— START Document excerpt —

# Army Flight School



## mkloby (Sep 25, 2006)

Can anyone tell me what the syllabus is like for Army flight school? I tried finding it online w/o luck. It's very common rumor on the Navy side of the house to think that Army guys aren't trained much in IFR flight - but nobody knows what the actual syllabus consists of. Just wanted to clear this up because I can't imagine that the Army trains aviators w/o teaching a good instrument package.


----------



## DerAdlerIstGelandet (Oct 9, 2006)

In Army flight school they do some IFR flight training but most of the training is recieved from your unit IPs when you graduate and move on to your unit.


----------



## lesofprimus (Oct 9, 2006)

And it is a fact that Naval Aviators have a higher degree of IFR raining due to thier operation over the ocean/water...


----------



## DerAdlerIstGelandet (Oct 9, 2006)

I would hope so.


----------



## pbfoot (Oct 9, 2006)

Actually shocked would have thought that any military aviator would be fully instrument qualified


----------



## DerAdlerIstGelandet (Oct 9, 2006)

They are fully instrument qualified when they leave Army Flight School. They just recieve more training on it when they are finished and in there units.

When they graduate flight school they are made level RL3 which means they can only fly with a Unit Instructer Pilot. After flying with them for a bit they become RL2 and then finally RL1 which means they can fly on there own. It does not take long to become RL1 because they are allready fully trained and qualified.

Then every year they have to take check rides and every couple of months they get no notices with instructers to make sure they are not unsafe.


----------



## DerAdlerIstGelandet (Oct 9, 2006)

Consider the training they recieve after flight school as proficiency training to hone there skills even more.


----------



## mkloby (Oct 9, 2006)

THanks for the feedback. There are rumors floating around these parts that army pilots barely receive any instrument training - and that didn't seem right. I just figured that it was naval aviators thumping their own chests.


----------



## FLYBOYJ (Oct 9, 2006)

Navy guys have a habit of doing that ya know!


----------



## DerAdlerIstGelandet (Oct 9, 2006)

Navy pilots do recieve better training and there is a reason for that. Navy pilots fly more IFR because they dont have references flying over the water. Army helo pilots do most of there flying low to the ground and recieve most of there training for NOE.

For instance when I was deployed we never flew above 50 feet over the ground (normally it was lower than 50ft) unless it was to climb over wires or houses or what not. We had maps that showed towns and villages and what not, we also relied a lot on the GPS because of the vast areas with no references.

— END Document excerpt —
— START Records —

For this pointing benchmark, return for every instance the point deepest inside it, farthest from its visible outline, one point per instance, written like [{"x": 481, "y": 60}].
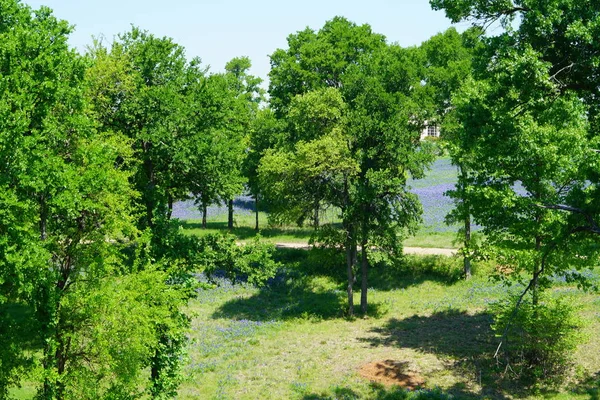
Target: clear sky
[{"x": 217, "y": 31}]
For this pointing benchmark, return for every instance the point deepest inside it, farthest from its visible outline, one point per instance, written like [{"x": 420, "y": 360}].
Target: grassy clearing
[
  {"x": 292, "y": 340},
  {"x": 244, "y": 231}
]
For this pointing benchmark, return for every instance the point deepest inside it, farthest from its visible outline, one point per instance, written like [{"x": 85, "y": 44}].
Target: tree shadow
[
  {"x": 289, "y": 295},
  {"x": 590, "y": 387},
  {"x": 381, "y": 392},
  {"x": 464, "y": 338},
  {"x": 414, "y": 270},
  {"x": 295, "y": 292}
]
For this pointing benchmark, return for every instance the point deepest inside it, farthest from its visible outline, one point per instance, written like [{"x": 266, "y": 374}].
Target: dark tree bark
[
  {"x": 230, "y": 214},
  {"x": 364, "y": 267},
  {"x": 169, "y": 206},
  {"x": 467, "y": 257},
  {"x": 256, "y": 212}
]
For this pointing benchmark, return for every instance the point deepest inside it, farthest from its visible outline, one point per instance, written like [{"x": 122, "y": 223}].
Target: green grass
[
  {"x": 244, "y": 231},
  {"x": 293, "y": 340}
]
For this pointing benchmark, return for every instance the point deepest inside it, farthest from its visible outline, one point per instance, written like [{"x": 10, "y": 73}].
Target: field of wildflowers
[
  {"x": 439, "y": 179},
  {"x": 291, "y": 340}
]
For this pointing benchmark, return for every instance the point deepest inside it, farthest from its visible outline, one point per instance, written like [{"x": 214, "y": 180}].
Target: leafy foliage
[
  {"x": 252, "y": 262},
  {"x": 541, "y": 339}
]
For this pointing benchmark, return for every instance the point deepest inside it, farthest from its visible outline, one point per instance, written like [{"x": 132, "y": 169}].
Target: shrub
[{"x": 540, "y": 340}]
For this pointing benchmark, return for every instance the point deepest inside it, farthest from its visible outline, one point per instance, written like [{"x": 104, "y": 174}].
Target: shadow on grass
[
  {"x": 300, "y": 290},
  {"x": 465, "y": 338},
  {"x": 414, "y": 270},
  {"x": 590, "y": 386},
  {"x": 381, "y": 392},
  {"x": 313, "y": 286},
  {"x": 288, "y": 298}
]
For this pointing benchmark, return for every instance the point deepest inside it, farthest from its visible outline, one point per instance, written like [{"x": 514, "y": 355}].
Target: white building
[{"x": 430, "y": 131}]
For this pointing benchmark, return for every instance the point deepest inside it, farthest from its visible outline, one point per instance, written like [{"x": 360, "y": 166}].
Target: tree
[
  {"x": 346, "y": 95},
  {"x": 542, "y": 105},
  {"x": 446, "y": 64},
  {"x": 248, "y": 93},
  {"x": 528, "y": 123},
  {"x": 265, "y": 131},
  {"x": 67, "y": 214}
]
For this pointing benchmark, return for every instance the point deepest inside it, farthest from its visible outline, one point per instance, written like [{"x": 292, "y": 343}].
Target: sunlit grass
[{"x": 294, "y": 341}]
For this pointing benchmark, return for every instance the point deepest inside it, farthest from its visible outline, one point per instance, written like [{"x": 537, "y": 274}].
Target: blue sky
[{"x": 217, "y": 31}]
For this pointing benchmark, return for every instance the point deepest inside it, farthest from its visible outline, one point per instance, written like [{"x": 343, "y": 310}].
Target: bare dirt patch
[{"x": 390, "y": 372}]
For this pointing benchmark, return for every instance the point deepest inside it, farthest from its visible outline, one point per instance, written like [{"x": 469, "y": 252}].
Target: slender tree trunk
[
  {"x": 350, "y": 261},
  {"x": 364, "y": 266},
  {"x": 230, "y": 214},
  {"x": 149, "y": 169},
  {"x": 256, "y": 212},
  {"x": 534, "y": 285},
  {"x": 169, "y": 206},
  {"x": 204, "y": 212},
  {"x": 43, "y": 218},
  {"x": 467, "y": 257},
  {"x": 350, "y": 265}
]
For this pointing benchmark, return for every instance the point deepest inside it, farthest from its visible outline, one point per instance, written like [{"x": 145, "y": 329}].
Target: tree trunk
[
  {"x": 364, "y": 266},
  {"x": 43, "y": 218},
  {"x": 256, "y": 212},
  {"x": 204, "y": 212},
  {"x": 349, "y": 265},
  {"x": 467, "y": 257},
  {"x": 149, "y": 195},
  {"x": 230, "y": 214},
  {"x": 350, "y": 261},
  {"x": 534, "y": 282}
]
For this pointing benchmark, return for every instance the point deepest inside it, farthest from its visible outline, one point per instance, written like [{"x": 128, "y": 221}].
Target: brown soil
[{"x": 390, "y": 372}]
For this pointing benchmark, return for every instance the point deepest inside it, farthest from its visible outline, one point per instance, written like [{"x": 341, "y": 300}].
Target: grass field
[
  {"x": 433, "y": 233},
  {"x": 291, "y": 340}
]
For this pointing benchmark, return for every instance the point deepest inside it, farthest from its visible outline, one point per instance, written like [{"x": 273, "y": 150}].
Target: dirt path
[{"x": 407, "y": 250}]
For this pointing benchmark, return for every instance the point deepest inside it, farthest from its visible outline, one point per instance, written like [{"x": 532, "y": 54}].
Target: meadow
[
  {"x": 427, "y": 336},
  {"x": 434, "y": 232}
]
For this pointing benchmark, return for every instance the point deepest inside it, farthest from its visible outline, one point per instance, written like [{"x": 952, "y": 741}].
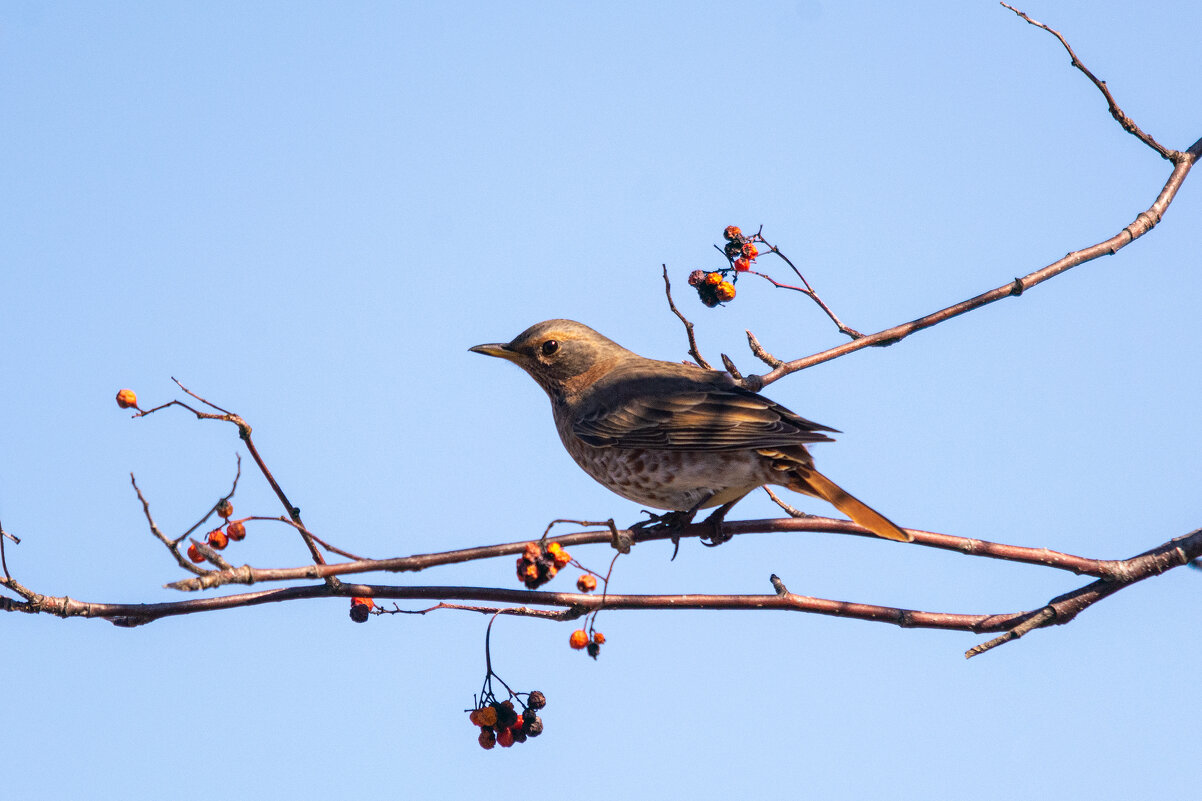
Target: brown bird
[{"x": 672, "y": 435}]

— END Records —

Given problem:
Copy the Army flight school thread from the words "## lesofprimus (Oct" through the words "would hope so.", swapping "Naval Aviators" for "Navy pilots". The entries have no connection to the Army flight school thread.

Expected output:
## lesofprimus (Oct 9, 2006)

And it is a fact that Navy pilots have a higher degree of IFR raining due to thier operation over the ocean/water...


----------



## DerAdlerIstGelandet (Oct 9, 2006)

I would hope so.